*WORK TO BE COMPLETED*. Quote the passage in the article on Apple's innovation spending from "But Bernstein analyst" to "developed by others.", word for word.

*TEXT EXCERPT*.
------------------------------------------------

Is It True that Apple Is Spending ‘Dramatically Below Peers’ on Innovation? Discuss!

Is It True that Apple Is Spending ‘Dramatically Below Peers’ on Innovation

Apple has long been an icon of American innovation. The iPhone, Mac, iPad, AirPods, and other innovations have contributed to the company’s nearly $2 trillion market valuation, making it America’s most-valued company by a wide margin.

But Bernstein analyst Toni Sacconaghi asserts that Apple (ticker: AAPL) is underspending on innovation relative to its peers. And it likewise is spending far less than rivals on the acquisition of new technology developed by others.

Sacconaghi points out in a research note on Tuesday that Apple was spending just 2.2% of revenue on research and development, “dramatically below peers,” when CEO Tim Cook succeeded Steve Jobs in 2011. It has been moving aggressively to catch up ever since.

R&D growth has outstripped revenue growth by a factor of three since 2012 and now amounts to 7% of revenue. But Sacconaghi says that Apple, nonetheless, continues to underspend peers and he thinks comparisons with rivals argue for spending 10% or more of sales on research and development.

------------------------------------------------

[Excerpts of pointing data]
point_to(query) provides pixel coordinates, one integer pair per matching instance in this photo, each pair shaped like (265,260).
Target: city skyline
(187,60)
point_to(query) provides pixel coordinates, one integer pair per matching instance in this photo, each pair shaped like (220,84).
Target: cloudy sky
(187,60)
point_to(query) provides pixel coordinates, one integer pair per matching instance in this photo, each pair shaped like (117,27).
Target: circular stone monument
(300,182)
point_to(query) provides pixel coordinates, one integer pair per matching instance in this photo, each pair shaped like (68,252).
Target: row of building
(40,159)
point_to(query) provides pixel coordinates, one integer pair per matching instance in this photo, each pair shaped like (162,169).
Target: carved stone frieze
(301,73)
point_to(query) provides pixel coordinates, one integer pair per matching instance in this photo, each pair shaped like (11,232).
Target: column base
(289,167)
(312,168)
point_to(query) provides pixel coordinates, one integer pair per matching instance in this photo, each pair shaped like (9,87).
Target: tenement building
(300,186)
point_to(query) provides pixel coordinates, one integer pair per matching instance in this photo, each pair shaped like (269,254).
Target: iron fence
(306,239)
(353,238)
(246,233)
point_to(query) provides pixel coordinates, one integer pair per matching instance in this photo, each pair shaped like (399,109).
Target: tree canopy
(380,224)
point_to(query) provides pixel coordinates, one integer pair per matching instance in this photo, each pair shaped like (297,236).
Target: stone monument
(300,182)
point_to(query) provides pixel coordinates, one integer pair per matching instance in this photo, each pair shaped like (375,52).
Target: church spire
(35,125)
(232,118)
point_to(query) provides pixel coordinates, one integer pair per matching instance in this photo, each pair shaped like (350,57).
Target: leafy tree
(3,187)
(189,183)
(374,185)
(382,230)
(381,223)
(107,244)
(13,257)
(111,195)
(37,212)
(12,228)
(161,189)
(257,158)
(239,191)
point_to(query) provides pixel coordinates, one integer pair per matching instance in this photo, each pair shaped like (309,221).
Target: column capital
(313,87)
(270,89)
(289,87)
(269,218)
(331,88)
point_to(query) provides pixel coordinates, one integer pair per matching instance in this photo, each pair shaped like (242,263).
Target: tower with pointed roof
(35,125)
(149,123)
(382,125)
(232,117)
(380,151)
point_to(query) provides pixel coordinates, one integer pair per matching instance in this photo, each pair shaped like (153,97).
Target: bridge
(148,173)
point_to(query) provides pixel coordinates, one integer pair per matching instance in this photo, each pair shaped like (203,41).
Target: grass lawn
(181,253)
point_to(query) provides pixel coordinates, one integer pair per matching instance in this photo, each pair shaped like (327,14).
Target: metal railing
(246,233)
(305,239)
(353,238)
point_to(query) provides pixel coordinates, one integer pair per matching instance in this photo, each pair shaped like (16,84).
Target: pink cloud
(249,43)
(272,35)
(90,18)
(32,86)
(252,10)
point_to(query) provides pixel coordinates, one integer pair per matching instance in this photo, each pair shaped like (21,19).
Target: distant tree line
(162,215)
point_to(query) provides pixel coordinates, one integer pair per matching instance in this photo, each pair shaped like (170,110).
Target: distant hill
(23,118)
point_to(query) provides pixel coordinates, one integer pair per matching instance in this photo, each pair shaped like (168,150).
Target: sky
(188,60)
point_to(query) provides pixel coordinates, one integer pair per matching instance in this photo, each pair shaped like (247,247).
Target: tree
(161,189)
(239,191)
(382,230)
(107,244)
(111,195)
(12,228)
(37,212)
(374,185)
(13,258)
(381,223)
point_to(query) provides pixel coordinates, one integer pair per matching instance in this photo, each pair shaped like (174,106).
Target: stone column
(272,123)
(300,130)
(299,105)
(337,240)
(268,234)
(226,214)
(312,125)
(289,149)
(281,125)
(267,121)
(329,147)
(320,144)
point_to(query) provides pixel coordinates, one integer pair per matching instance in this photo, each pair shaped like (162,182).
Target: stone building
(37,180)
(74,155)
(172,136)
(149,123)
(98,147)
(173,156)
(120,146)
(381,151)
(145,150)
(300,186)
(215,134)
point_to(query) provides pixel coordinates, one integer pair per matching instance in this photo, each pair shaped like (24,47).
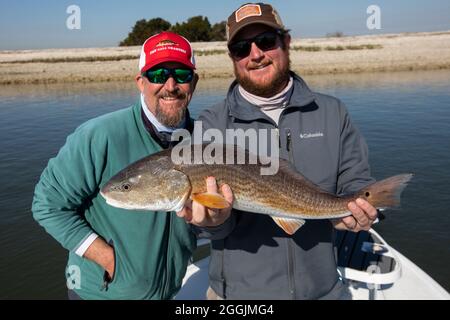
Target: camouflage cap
(252,13)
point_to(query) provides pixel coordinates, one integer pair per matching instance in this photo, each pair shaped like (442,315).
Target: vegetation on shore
(202,52)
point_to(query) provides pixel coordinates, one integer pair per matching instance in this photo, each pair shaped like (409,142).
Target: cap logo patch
(167,43)
(246,11)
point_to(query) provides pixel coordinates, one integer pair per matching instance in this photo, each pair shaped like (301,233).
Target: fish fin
(386,193)
(211,200)
(289,225)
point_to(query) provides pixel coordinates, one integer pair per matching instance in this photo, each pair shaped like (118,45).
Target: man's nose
(255,52)
(171,85)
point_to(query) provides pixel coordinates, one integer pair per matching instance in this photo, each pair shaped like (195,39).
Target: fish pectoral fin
(211,200)
(289,225)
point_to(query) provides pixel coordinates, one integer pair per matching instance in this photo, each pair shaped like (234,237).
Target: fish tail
(386,193)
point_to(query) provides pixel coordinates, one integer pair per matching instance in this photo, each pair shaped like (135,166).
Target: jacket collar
(241,109)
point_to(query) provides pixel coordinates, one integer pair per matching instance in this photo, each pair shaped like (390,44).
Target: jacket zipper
(166,285)
(291,269)
(106,278)
(289,145)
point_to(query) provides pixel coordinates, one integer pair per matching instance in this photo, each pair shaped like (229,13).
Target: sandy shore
(390,52)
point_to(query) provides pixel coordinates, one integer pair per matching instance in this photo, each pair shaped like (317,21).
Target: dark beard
(269,89)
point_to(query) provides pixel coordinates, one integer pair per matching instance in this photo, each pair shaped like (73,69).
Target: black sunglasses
(264,41)
(160,75)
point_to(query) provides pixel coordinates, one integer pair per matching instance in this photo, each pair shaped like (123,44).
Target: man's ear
(140,82)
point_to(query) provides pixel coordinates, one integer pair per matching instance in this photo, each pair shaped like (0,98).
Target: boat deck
(350,253)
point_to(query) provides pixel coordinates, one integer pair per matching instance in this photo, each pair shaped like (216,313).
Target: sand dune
(375,53)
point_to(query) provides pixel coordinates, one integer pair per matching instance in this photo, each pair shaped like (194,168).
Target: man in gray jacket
(255,259)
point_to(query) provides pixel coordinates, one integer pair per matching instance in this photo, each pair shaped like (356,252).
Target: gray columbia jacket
(256,259)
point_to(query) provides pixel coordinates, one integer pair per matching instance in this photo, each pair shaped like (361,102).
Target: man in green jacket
(115,253)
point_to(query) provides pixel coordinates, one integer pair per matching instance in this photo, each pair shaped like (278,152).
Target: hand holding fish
(199,215)
(362,218)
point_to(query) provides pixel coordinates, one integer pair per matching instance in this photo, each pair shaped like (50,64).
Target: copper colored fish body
(156,183)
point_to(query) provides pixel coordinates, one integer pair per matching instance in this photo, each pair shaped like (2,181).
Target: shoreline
(314,56)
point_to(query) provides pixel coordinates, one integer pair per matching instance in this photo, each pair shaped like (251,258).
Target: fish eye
(126,187)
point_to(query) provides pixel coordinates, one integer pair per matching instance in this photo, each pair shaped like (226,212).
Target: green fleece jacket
(152,249)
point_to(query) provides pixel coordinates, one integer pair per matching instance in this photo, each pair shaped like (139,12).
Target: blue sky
(28,24)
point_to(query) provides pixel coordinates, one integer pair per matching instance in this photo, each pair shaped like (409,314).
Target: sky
(31,24)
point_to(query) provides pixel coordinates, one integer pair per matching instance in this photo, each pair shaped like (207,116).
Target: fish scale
(156,183)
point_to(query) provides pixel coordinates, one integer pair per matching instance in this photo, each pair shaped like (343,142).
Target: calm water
(405,118)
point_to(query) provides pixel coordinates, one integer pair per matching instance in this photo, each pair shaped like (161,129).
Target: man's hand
(201,216)
(103,254)
(362,218)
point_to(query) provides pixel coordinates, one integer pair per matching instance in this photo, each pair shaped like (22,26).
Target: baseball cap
(251,13)
(164,47)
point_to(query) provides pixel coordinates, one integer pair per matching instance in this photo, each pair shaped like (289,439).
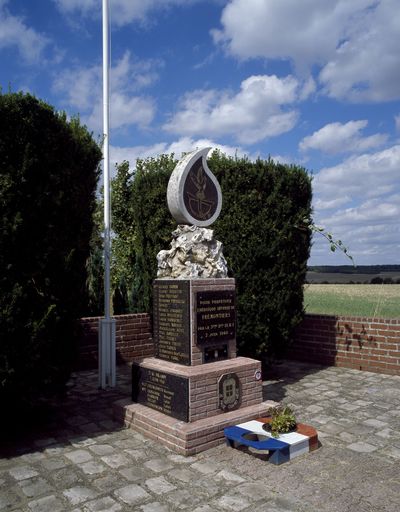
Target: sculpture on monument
(194,200)
(183,394)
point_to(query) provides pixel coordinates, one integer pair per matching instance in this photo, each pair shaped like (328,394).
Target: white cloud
(122,12)
(363,176)
(254,113)
(82,88)
(182,145)
(363,198)
(355,43)
(342,138)
(15,33)
(397,122)
(330,204)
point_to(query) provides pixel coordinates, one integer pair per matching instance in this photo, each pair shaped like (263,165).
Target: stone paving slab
(85,462)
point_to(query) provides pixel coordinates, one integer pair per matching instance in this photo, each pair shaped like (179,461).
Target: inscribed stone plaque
(229,392)
(215,315)
(171,321)
(200,195)
(161,391)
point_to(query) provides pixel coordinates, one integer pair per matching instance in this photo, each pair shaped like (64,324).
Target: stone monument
(195,386)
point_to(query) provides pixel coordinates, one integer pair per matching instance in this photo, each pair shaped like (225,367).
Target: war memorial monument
(195,386)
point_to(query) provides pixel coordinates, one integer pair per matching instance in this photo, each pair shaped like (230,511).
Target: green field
(370,300)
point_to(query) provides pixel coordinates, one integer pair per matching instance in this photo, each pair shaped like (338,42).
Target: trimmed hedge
(48,178)
(262,225)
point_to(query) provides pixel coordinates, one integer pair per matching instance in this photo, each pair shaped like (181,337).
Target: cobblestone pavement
(84,462)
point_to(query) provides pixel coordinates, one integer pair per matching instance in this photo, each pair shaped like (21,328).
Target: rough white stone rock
(194,254)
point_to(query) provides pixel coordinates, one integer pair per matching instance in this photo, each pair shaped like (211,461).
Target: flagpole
(107,375)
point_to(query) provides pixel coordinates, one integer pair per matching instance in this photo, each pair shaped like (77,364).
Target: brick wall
(133,340)
(370,344)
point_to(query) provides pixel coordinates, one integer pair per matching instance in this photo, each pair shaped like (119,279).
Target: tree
(266,241)
(48,178)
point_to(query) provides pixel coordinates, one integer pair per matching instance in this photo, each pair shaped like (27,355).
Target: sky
(314,83)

------------------------------------------------

*FULL OUTPUT*.
But Bernstein analyst Toni Sacconaghi asserts that Apple (ticker: AAPL) is underspending on innovation relative to its peers. And it likewise is spending far less than rivals on the acquisition of new technology developed by others.